/---

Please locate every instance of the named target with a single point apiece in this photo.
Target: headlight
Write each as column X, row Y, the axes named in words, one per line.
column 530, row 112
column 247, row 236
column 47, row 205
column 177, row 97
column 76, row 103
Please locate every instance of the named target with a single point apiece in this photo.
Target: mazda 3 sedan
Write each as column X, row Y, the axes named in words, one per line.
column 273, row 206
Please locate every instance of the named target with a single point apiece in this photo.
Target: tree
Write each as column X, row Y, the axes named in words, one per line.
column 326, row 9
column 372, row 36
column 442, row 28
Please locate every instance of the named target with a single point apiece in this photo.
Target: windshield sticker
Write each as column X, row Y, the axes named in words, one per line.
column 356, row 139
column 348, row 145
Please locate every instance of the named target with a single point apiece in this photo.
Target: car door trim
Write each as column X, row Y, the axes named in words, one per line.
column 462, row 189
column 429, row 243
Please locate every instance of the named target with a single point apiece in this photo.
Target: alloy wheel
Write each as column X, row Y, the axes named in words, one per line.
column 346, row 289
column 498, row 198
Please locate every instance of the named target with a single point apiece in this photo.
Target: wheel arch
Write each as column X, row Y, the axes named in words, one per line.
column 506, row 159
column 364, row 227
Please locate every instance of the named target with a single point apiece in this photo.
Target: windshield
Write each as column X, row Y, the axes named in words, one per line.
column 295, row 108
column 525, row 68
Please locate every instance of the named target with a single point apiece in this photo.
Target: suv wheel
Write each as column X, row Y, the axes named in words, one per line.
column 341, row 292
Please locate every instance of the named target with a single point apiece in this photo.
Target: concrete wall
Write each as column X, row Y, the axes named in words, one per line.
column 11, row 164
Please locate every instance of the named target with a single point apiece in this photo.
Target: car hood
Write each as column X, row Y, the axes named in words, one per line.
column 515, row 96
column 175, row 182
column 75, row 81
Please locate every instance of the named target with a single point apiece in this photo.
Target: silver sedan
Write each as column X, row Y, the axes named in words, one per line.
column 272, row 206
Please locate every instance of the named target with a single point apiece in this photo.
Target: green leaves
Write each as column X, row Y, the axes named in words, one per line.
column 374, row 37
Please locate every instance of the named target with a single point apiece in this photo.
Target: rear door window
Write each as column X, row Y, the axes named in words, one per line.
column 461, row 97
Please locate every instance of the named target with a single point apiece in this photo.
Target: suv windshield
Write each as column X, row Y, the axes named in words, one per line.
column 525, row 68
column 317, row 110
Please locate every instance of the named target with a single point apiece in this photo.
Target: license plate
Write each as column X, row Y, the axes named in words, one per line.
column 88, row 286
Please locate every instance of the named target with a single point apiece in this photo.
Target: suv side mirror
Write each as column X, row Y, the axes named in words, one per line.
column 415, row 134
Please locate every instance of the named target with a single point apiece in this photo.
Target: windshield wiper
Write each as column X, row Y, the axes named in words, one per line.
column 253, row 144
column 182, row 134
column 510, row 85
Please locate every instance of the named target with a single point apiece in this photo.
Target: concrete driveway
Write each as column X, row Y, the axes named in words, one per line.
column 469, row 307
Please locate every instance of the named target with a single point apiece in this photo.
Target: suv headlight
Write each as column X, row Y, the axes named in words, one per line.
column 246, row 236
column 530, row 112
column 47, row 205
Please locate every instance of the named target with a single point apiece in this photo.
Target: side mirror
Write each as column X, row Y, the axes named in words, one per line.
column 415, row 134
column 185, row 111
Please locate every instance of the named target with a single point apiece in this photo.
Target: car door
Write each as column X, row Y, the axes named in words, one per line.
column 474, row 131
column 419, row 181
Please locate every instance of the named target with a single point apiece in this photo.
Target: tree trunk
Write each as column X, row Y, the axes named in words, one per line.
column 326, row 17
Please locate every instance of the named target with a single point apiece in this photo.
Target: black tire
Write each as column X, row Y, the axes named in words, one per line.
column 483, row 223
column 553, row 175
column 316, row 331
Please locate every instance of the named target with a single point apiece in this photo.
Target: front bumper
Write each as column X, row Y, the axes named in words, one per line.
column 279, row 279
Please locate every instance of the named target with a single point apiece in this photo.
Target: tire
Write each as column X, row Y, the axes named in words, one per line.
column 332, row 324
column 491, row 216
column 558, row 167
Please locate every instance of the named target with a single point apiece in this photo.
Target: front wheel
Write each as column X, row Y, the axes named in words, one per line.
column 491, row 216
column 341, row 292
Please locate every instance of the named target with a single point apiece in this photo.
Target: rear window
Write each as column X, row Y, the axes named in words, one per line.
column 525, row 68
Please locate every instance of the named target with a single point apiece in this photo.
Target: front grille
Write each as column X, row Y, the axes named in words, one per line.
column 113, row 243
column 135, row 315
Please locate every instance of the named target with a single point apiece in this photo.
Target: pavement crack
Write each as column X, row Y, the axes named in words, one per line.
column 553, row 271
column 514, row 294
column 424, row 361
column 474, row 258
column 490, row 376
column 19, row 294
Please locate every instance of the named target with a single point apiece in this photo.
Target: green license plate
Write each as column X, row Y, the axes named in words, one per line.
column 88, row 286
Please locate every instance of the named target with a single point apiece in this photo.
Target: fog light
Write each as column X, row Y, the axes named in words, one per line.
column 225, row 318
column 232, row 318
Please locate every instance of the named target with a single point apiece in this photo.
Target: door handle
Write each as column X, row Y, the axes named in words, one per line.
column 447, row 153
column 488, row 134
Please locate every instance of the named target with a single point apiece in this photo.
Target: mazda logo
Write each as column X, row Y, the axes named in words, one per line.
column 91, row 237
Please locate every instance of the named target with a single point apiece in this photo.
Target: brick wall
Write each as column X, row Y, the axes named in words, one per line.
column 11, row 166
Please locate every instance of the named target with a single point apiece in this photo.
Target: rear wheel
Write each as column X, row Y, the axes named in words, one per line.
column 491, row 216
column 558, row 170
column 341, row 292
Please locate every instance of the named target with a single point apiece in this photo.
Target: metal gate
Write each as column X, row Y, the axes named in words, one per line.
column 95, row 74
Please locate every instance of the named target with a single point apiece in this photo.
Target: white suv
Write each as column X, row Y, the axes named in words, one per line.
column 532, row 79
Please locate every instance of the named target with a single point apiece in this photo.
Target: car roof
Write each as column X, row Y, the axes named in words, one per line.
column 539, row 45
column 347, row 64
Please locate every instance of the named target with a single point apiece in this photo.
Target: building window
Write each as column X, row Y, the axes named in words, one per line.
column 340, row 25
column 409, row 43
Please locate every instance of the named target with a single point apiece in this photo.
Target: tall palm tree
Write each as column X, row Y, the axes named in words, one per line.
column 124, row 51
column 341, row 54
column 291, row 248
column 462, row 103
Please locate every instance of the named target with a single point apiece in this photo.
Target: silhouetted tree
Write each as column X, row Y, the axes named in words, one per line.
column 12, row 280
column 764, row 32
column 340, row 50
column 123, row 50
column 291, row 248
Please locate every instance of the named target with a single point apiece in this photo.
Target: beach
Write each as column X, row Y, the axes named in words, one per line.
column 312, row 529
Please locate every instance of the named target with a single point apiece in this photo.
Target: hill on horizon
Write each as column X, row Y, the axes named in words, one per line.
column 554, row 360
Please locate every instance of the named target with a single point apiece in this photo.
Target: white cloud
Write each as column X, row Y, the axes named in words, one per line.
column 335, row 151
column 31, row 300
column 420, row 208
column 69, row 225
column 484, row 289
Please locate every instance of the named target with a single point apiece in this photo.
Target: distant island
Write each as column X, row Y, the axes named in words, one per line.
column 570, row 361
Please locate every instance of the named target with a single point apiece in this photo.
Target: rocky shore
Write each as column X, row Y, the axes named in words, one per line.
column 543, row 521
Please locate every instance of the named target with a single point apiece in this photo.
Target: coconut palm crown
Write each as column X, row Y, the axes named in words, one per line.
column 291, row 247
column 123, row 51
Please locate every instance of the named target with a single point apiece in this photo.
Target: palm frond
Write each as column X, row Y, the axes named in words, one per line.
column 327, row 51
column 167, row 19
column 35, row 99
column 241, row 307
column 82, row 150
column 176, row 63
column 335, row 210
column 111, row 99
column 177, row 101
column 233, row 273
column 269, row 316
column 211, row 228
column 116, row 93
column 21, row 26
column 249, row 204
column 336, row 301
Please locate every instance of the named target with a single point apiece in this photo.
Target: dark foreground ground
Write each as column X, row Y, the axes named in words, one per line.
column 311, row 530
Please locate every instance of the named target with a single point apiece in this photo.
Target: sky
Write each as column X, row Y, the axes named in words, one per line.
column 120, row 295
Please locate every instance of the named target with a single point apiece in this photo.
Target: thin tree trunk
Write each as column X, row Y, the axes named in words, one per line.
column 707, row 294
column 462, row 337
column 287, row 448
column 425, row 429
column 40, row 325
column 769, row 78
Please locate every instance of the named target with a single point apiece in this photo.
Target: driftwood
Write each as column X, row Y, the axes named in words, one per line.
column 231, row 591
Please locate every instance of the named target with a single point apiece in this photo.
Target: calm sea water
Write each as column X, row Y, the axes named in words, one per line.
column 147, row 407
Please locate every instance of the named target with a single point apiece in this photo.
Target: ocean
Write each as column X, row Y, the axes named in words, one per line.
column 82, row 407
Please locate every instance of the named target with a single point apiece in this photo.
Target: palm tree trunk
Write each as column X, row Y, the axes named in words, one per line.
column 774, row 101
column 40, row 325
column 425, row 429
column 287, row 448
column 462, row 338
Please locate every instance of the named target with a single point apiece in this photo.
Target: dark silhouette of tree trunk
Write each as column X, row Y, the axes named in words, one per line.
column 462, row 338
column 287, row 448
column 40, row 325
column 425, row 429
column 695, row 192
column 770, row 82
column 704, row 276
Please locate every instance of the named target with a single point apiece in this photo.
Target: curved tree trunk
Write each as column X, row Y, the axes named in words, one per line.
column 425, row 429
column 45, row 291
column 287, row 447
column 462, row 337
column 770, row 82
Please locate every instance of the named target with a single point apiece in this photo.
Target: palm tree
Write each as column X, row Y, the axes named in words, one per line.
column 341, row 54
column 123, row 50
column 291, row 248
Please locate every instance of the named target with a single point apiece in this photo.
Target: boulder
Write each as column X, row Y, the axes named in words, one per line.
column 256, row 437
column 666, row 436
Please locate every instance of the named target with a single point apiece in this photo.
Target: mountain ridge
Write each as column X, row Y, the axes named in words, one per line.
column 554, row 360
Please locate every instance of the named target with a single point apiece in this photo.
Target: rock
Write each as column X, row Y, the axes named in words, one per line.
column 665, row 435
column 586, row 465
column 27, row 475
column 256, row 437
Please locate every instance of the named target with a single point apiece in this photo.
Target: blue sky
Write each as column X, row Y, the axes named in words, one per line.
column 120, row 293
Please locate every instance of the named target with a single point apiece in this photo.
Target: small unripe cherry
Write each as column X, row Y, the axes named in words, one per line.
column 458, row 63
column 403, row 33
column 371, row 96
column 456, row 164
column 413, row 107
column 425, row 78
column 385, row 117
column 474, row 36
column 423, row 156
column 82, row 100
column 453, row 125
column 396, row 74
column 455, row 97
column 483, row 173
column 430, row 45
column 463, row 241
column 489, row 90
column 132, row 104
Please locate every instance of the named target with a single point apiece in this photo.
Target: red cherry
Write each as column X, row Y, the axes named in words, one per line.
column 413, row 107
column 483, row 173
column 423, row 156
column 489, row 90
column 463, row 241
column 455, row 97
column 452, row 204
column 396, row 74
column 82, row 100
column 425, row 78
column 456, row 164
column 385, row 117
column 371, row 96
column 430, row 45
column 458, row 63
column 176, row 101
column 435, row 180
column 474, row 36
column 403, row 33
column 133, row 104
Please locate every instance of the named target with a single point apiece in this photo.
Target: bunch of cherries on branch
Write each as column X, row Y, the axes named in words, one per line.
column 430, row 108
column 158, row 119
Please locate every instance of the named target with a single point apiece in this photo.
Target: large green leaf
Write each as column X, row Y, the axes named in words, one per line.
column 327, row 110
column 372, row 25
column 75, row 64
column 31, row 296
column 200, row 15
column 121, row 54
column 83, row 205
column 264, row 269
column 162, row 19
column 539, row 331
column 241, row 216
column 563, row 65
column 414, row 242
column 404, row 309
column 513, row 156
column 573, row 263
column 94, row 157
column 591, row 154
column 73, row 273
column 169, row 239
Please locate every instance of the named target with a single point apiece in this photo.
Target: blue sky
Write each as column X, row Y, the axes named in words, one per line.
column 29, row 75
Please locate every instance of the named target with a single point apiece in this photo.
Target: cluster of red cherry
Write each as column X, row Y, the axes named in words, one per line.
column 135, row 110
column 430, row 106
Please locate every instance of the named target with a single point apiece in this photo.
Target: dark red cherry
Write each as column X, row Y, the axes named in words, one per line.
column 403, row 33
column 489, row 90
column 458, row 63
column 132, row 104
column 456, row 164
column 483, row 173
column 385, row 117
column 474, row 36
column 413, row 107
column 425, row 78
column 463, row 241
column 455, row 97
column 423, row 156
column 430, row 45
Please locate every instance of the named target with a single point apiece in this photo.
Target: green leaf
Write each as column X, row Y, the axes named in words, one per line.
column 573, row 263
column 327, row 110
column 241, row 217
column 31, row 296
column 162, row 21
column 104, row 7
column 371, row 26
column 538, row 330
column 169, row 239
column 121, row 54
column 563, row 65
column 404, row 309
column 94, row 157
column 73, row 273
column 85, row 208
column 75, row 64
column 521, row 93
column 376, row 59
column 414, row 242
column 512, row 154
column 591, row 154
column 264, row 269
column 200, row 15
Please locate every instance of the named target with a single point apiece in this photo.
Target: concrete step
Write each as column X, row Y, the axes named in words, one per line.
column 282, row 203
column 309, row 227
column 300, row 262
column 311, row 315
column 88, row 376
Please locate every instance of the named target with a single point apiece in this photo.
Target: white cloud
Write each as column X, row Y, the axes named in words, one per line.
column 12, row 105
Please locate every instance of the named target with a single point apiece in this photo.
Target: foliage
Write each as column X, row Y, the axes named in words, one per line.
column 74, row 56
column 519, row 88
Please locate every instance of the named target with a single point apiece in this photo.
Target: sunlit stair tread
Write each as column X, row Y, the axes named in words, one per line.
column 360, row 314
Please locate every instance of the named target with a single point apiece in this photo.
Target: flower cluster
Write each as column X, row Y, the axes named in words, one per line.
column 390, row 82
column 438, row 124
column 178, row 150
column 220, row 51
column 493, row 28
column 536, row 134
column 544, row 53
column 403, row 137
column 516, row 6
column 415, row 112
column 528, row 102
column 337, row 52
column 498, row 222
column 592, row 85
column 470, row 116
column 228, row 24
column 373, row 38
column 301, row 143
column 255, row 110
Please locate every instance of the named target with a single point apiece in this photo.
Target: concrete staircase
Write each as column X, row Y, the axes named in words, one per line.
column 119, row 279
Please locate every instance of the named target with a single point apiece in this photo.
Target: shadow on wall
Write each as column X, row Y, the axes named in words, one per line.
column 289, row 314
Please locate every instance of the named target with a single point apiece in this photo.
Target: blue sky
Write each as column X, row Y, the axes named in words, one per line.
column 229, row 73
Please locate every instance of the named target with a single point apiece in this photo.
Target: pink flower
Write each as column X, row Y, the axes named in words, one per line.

\---

** What the exercise asks **
Extract every line of the data above that contains the string "door", copying each line in full.

** Reply to the exercise **
Target: car door trim
Target: rear door window
Target: car door
Target: door handle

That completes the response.